_WRITTEN PROBLEM A_: In the outline rows, rewrite the stretch from the line containing "Target: white garage door trim" through the line containing "[[[132,73],[132,90],[172,89],[172,72]]]", swapping "trace" for "outline" and keeping everything else the same.

— START EXCERPTED PASSAGE —

PARIS (Bloomberg) — Ford Motor Co., losing market share in Europe this year, is boosting sales in the troubled region through “self-registrations,” in which dealers sell cars to themselves without having customer orders.

The practice has become widespread in Europe and accounted for 30 percent of industry registrations in Germany in the first eight months of the year, said Roelant de Waard, vice president of marketing, sales and service at Ford of Europe.

Dealers eventually sell the cars as used vehicles at big discounts.

“It is a very aggressive environment and until either demand picks up or capacity is adjusted to the situation, it’s unlikely going to change,” de Waard said during an interview Thursday at the Paris auto show. “You have to live with the realities of the industry.”

Ford led the biggest decline in European car sales in six months in August, with industrywide registrations falling 8.5 percent from a year earlier to 722,483 vehicles, according to the European Automobile Manufacturers’ Association.

The automaker’s sales in the region dropped 29 percent to 43,401, and its market share slipped to 6 percent from 8 percent a year earlier, Brussels-based ACEA said in a Sept. 18 statement.

The economic crisis in Europe is sullying the turnaround that CEO Alan Mulally has engineered at Ford.

European pretax operating losses expanded to $404 million in the second quarter, from $149 million in the first quarter and profit of $176 million a year earlier. Ford said July 25 that it now expects full-year European losses to exceed $1 billion, double its earlier forecast.

Recovery prospects

“We expect that only by 2014 that we’ll potentially start to see some recovery” in the European auto market, de Waard said.

He sees sales in 2013 being “roughly carryover” from 2012 and the range will depend whether governments decide to restore incentives such as scrappage programs. “If those things happen, you can see inflation of the market again.”

The European car market has shrunk for 11 consecutive months as governments retrench amid a sovereign-debt crisis, and the ACEA is forecasting a 17-year low for full-year sales.

Ford cited “heavy incentives that we decided to largely refrain from” in a Sept. 18 statement about its August sales in the region.

The company said it expects a “strong rebound” in September because of new models such as a Focus equipped with a 1-liter EcoBoost engine.

Ford’s strategy

Ford is trying to limit its participation in self-registrations as it attempts to protect profit margins, de Waard said.

He declined to offer specifics on Ford’s margin targets.

Ford also “has more to do” to adjust its factory capacity to declining demand, de Waard said, without offering specifics.

The automaker said Sept. 25 it plans to cut “a few hundred” jobs in the region because of declining sales.

Ford is “most likely” to close its assembly plant in Genk, Belgium, and factories in Valencia, Spain, and Cologne, Germany, also “appear at risk,” Colin Langan, an analyst at UBS Investment Research, wrote in a Sept. 17 report.

Shutting the Genk plant would result in potential annual savings of about $500 million and may be completed by the end of 2013, he wrote.

Ford is utilizing just 63 percent of its factory capacity in Europe, according to Morgan Stanley.

The automaker needs to reduce capacity by at least 20 percent, Adam Jonas, a New York-based analyst for Morgan Stanley, said this month.

— END EXCERPTED PASSAGE —
— START DATA FOR THIS EXERCISE —

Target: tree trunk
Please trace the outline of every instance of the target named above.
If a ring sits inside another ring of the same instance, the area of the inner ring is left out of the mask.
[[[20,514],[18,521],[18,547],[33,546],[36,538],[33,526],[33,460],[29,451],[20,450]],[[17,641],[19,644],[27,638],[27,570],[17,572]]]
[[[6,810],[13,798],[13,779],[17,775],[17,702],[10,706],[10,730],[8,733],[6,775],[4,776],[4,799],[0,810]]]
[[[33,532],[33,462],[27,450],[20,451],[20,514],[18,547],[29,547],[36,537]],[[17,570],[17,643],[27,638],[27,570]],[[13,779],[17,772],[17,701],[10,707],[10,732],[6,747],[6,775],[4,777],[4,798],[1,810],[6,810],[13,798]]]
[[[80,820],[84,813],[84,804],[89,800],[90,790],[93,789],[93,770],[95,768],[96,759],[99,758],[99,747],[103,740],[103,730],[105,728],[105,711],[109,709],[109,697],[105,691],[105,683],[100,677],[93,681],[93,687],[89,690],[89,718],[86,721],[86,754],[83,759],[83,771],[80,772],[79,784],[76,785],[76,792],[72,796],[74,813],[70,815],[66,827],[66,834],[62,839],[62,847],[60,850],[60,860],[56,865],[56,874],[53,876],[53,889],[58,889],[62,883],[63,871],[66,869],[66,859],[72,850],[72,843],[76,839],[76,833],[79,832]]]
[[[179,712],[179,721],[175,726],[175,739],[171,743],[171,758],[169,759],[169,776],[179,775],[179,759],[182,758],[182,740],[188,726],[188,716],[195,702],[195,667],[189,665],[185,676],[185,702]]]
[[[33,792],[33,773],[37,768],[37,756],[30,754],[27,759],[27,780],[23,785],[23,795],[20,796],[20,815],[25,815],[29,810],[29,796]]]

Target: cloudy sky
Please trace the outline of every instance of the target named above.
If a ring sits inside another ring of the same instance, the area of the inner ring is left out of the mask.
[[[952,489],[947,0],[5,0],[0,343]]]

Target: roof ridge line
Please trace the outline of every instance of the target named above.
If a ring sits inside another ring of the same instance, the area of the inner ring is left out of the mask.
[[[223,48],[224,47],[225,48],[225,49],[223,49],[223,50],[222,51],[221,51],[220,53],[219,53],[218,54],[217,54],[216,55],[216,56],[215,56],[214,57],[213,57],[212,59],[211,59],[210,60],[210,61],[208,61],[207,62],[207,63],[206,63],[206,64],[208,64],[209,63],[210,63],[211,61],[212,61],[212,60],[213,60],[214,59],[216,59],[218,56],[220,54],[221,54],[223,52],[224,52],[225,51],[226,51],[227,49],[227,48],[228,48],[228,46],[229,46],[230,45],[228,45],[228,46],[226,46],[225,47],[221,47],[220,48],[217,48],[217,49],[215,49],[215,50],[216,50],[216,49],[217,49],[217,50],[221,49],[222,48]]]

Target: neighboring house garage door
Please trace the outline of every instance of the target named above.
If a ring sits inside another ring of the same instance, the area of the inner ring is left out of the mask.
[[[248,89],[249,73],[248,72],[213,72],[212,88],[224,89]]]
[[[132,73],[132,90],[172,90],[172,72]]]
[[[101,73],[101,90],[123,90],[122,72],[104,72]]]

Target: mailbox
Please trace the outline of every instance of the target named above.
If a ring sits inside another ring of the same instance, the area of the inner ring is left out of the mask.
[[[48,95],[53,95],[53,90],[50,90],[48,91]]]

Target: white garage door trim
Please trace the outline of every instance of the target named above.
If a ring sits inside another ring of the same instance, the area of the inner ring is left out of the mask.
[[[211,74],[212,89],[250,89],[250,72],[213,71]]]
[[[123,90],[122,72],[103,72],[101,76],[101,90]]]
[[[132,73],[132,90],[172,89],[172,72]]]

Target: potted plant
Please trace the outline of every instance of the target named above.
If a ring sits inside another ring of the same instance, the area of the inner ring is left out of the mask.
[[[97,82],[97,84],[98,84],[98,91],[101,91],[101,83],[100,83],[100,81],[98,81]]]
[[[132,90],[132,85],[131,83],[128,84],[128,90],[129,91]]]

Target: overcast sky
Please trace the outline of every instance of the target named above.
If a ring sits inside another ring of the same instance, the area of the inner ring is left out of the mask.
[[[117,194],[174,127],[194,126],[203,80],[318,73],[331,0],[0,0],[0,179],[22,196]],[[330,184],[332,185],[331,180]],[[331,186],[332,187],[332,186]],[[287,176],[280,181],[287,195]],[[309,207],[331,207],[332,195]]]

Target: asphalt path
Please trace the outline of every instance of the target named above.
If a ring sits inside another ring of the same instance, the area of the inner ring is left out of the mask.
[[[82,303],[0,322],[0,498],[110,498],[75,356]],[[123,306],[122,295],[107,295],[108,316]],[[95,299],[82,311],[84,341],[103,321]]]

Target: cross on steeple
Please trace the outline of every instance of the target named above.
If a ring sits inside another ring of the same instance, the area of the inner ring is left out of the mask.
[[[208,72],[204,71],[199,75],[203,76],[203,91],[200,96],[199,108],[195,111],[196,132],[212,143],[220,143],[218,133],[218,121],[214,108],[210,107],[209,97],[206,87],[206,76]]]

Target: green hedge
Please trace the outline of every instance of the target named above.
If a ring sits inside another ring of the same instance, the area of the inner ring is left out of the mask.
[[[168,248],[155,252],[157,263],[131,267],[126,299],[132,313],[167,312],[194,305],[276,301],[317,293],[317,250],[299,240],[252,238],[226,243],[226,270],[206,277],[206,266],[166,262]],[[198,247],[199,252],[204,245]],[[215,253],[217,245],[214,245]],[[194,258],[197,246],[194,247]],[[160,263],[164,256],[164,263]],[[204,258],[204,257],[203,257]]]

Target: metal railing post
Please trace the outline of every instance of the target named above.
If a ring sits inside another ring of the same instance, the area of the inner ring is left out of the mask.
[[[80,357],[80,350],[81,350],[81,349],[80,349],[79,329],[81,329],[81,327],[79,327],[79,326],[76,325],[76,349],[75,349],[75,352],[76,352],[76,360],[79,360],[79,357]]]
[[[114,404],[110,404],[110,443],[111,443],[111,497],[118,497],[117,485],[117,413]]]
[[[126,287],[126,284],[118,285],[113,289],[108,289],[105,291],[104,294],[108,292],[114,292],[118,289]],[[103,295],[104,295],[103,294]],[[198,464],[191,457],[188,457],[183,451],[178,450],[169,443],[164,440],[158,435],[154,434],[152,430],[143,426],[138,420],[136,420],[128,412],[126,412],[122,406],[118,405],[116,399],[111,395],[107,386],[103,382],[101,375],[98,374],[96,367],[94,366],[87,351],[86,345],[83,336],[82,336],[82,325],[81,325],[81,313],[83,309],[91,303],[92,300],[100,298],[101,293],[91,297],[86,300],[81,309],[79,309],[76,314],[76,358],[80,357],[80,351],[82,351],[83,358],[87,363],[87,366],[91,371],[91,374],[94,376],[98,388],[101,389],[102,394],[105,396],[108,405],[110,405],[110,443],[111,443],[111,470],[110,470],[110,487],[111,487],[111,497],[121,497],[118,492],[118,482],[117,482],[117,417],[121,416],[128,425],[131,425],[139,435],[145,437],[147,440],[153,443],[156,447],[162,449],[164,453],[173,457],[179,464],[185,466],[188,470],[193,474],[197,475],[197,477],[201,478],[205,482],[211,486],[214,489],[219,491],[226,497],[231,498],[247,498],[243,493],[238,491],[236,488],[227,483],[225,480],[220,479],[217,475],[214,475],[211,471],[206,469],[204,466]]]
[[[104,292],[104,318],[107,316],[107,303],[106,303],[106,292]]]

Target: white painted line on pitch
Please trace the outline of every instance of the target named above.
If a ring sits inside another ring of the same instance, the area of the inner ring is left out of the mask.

— END DATA FOR THIS EXERCISE —

_WRITTEN PROBLEM B_: According to the article on Ford's European sales, why is Ford trying to limit its participation in self-registrations?

_TASK RESPONSE A_:
Target: white garage door trim
Please outline the outline of every instance of the target named above.
If a ring sits inside another ring of the same instance, the area of the inner ring is left out of the mask.
[[[211,74],[212,89],[250,89],[250,72],[213,71]]]
[[[123,90],[122,72],[103,72],[101,76],[101,90]]]
[[[132,73],[132,90],[172,89],[172,72]]]

_TASK RESPONSE B_: Ford is trying to limit its participation in self-registrations because it is attempting to protect its profit margins, according to de Waard. In self-registrations, dealers sell cars to themselves without customer orders and eventually sell them as used vehicles at big discounts.